> _PROBLEM TO WORK ON_: Output all of the entries exactly as written.

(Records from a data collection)
○ ○ ○

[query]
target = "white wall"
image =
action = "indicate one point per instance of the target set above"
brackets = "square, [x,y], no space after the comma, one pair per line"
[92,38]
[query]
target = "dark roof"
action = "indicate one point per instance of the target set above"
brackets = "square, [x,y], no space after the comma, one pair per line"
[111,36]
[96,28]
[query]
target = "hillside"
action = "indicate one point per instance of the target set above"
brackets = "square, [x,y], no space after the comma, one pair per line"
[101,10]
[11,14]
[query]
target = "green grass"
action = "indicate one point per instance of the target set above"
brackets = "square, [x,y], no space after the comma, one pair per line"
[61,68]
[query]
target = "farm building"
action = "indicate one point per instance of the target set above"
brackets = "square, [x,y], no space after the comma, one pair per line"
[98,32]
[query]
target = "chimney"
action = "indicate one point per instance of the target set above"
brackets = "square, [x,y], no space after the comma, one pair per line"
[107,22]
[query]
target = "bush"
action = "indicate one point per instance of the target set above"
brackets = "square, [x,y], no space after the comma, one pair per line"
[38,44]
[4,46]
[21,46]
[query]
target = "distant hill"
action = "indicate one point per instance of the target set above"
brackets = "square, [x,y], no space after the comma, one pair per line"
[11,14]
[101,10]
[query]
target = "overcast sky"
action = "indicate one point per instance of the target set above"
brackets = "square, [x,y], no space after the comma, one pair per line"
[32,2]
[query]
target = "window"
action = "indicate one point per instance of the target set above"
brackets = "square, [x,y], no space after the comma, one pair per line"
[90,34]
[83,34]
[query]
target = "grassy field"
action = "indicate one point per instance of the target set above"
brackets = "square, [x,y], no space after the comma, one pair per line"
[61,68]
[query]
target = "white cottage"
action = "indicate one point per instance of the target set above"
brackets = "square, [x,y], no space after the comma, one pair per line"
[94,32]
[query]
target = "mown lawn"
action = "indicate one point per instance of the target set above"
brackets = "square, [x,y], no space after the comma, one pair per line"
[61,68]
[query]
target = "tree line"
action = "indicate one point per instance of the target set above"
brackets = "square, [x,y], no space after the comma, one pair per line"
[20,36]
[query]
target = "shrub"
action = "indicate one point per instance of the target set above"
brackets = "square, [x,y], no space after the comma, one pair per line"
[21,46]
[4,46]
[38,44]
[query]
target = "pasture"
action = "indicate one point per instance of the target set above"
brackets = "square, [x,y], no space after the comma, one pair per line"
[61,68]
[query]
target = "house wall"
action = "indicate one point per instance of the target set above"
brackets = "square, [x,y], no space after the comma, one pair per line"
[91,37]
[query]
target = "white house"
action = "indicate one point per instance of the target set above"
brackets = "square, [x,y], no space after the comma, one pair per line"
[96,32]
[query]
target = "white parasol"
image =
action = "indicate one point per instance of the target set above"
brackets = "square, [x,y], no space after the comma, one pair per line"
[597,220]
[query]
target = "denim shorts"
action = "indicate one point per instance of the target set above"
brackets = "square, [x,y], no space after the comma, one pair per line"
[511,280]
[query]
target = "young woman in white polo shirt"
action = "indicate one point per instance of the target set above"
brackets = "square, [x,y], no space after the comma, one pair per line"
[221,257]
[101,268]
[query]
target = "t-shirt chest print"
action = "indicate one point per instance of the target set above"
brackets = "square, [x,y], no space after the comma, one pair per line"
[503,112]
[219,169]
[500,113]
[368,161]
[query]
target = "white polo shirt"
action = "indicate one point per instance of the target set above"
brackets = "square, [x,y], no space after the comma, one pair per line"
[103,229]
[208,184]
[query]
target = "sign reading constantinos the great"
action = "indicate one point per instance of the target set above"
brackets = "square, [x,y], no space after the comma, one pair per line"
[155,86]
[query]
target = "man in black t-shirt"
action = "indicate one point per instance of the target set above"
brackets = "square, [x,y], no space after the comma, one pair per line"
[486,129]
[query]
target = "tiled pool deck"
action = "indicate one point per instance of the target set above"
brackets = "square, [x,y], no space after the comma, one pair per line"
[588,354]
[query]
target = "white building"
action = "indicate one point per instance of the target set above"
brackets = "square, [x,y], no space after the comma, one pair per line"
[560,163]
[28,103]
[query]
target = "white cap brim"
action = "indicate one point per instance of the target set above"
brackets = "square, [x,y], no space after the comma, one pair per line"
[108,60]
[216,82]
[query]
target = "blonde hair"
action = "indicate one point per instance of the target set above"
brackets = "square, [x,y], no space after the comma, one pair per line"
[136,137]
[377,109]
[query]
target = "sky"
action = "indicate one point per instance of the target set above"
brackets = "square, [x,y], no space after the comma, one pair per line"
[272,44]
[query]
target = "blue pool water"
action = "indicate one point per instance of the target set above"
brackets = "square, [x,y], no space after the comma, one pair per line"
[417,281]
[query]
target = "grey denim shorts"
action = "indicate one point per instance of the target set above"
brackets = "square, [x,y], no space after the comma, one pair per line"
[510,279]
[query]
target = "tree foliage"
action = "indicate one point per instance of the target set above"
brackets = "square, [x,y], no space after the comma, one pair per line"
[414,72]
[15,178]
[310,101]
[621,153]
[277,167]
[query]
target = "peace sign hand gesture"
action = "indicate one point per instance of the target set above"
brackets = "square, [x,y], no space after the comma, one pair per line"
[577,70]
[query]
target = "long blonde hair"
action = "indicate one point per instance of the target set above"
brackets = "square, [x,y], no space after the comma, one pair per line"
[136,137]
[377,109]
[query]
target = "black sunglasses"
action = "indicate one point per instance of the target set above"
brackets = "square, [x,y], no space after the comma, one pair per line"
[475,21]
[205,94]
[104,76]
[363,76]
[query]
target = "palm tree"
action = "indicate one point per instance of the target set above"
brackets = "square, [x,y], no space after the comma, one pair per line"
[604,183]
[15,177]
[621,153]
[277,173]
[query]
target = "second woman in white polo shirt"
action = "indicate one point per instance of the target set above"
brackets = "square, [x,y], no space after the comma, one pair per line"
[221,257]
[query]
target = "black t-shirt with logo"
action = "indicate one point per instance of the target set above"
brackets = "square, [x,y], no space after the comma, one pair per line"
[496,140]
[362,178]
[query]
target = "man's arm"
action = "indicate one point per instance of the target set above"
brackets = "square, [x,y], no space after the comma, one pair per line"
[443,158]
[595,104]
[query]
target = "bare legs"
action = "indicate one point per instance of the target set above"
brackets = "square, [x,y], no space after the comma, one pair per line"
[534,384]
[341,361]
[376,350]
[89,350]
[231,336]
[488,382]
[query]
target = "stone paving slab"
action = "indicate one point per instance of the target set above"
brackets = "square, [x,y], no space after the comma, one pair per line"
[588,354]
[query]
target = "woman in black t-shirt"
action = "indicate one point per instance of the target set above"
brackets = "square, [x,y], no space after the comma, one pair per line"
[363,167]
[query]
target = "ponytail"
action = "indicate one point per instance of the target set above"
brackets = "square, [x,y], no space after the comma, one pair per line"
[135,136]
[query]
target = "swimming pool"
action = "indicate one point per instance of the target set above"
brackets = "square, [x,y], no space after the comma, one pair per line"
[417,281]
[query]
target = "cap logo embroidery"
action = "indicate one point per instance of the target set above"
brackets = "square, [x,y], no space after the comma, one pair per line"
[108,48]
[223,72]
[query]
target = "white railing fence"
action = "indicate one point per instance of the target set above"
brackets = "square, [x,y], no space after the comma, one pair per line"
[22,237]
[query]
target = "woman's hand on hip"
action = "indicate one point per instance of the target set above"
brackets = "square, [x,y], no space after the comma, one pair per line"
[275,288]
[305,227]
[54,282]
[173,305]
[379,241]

○ ○ ○

> _EXERCISE SOLUTION_:
[query]
target = "white wall"
image =
action = "indicate one point per instance of the target set above"
brackets = "square, [x,y], no space after the comma, one pair per line"
[92,38]
[query]
target = "dark roof"
action = "indicate one point per instance of the target set above"
brackets = "square, [x,y], no space after the comma, one pair per line"
[111,36]
[96,28]
[query]
target = "hillside"
action = "indicate one point per instance of the target set above"
brackets = "square, [x,y], no space after the comma, one pair per line"
[101,10]
[11,14]
[query]
target = "green grass"
action = "indicate one point per instance of the target set above"
brackets = "square, [x,y], no space after the comma, one pair per line"
[61,68]
[query]
target = "farm building"
action = "indicate one point per instance of the target set above"
brackets = "square, [x,y], no space after the comma, one pair per line"
[98,32]
[query]
target = "chimney"
action = "indicate one point per instance of the target set above"
brackets = "square, [x,y], no space after the comma, one pair per line"
[107,22]
[query]
target = "bush"
action = "indicate one point per instance of the target set above"
brackets = "square, [x,y], no space after the comma, one pair per line"
[38,44]
[4,46]
[21,46]
[query]
target = "distant hill"
action = "indicate one point per instance of the target set above"
brackets = "square, [x,y], no space after the comma, one pair per line"
[11,14]
[101,10]
[query]
target = "overcast sky"
action = "indicate one point per instance of the target set above"
brackets = "square, [x,y], no space after the comma, one pair per line"
[32,2]
[query]
target = "window"
action = "indicate one point per instance of the target set above"
brackets = "square, [x,y], no space after the comma, one pair per line"
[90,34]
[83,34]
[query]
target = "grassy field"
action = "indicate one point per instance of the target set above"
brackets = "square, [x,y], no space after the comma, one pair per line"
[61,68]
[query]
target = "white cottage"
action = "indicate one point per instance of the target set above"
brackets = "square, [x,y], no space after the comma, one pair per line"
[94,32]
[query]
target = "mown lawn"
action = "indicate one point per instance of the target set above"
brackets = "square, [x,y], no space after the comma, one pair per line"
[61,68]
[query]
target = "tree line"
action = "indicate one point per instance of the target set above"
brackets = "square, [x,y], no space after the comma, one pair per line"
[20,36]
[query]
target = "shrub"
action = "indicate one point per instance of the target set above"
brackets = "square, [x,y], no space after the comma, one pair per line"
[21,46]
[4,46]
[38,44]
[query]
target = "pasture"
action = "indicate one point per instance of the target set above"
brackets = "square, [x,y], no space after the comma, one pair per line"
[61,68]
[query]
target = "house wall"
action = "indicate one point per instance of the target set above"
brackets = "square, [x,y], no space after the comma, one pair per line"
[91,37]
[query]
target = "white house"
action = "indicate one point per instance of the target set above"
brackets = "square, [x,y], no space after the comma, one pair per line"
[96,32]
[query]
target = "white parasol"
image =
action = "indicate one point per instance of the target set above"
brackets = "square, [x,y], no space after the comma, one pair per line"
[597,220]
[query]
target = "denim shorts"
action = "indicate one point per instance of the target set above"
brackets = "square, [x,y], no space after the comma, one pair per line"
[511,280]
[query]
target = "young woman in white polo shirt"
action = "indicate one point per instance of the target set above"
brackets = "square, [x,y], no space after the comma, one pair per line"
[221,257]
[101,268]
[query]
target = "t-shirt chest print"
action = "indicate one point per instance of the target set above"
brackets = "square, [x,y], no space after the comma, one pair per line"
[503,112]
[219,169]
[500,113]
[368,161]
[query]
target = "white polo shirt"
action = "indicate one point per instance of the target set above"
brackets = "square, [x,y], no space after the comma, one pair per line"
[103,229]
[208,184]
[query]
target = "sign reading constantinos the great"
action = "indicate one point per instance of the target set above"
brackets = "square, [x,y], no space after the comma, one pair per line"
[155,86]
[query]
target = "man in black t-shirt"
action = "indicate one point per instance of the target set above"
brackets = "square, [x,y], no space after the comma, one pair per line"
[486,129]
[query]
target = "tiled pool deck"
action = "indicate one point per instance of the target set above"
brackets = "square, [x,y], no space after the comma, one pair per line"
[588,354]
[query]
target = "white building"
action = "indicate one point per instance of the target set above"
brackets = "square, [x,y], no space after the comma, one pair per line"
[560,163]
[28,103]
[query]
target = "white cap brim"
action = "indicate one point per instance of the target set above"
brackets = "square, [x,y], no space after the comma, one pair per line"
[108,60]
[216,82]
[query]
target = "blonde hair"
action = "indicate one point per instance of the target set above"
brackets = "square, [x,y], no space after the comma, one pair per line"
[136,137]
[377,109]
[query]
target = "sky"
action = "indicate one point per instance of the target set above"
brackets = "square, [x,y], no space after the comma, one pair per line"
[272,44]
[query]
target = "blue pool water"
action = "indicate one point per instance of the target set above"
brackets = "square, [x,y], no space after the comma, one pair per line"
[417,281]
[query]
target = "grey denim shorts"
action = "indicate one point per instance of the target set above"
brackets = "square, [x,y], no space after the comma, one pair per line"
[510,279]
[query]
target = "tree foliage"
action = "indicate one point per instance of the target set above"
brackets = "square, [x,y], no space after the comma, one pair per line"
[414,72]
[15,178]
[310,101]
[621,153]
[277,167]
[query]
target = "peace sign hand gesture"
action = "indicate one point per instance of the target set above"
brackets = "square, [x,y], no space after the comma, one pair per line"
[577,70]
[query]
target = "long blonde hair"
action = "indicate one point per instance of the target set above"
brackets = "square, [x,y], no space after the comma, one pair per line"
[136,137]
[377,109]
[query]
target = "black sunglasses"
action = "indicate one point per instance of the target set above"
brackets = "square, [x,y], no space after the comma, one pair per line"
[475,21]
[205,94]
[104,76]
[363,76]
[query]
target = "palm tree"
action = "indicate one point per instance of the target set above"
brackets = "square, [x,y], no space after the comma, one pair per line"
[604,183]
[15,177]
[621,153]
[277,173]
[query]
target = "second woman in white polo shirt"
action = "indicate one point per instance of the target set above"
brackets = "square, [x,y], no space after the comma, one pair per line"
[221,257]
[query]
target = "black t-shirt with logo"
action = "indicate one point per instance of the target set above"
brackets = "square, [x,y], no space after the comma, one pair per line"
[496,140]
[362,178]
[query]
target = "man's arm"
action = "indicate one point per instance of the target set above"
brackets = "square, [x,y], no space after the comma, one pair per line"
[443,158]
[595,104]
[query]
target = "bare legs"
action = "indicate one point per instance of the target set above"
brackets = "square, [x,y], no space after the comma, one pair per line"
[534,384]
[341,361]
[376,350]
[89,350]
[231,336]
[488,382]
[query]
target = "stone paving slab"
action = "indicate one point per instance of the target set above"
brackets = "square, [x,y], no space after the comma, one pair per line"
[588,354]
[query]
target = "woman in black t-shirt"
action = "indicate one point per instance of the target set above"
brackets = "square, [x,y], no space after the comma, one pair per line"
[363,167]
[query]
target = "ponytail"
action = "indicate one point per instance of the target set above"
brackets = "square, [x,y], no space after the comma, one pair per line"
[135,136]
[query]
target = "swimming pool"
action = "indicate one point per instance of the target set above"
brackets = "square, [x,y], no space after the comma, one pair per line"
[417,281]
[query]
target = "cap logo embroidery"
action = "indicate one point per instance of the target set above"
brackets = "square, [x,y], no space after the comma, one pair per line"
[108,48]
[223,72]
[query]
target = "white railing fence"
action = "indicate one point per instance of the target set above"
brackets = "square, [x,y], no space after the comma, one pair per line"
[22,237]
[query]
target = "woman's hand on hip"
action = "indicate one point per instance of the target set above"
brackets = "square, [x,y], no space after the comma, one pair per line"
[275,288]
[305,227]
[54,282]
[173,305]
[379,241]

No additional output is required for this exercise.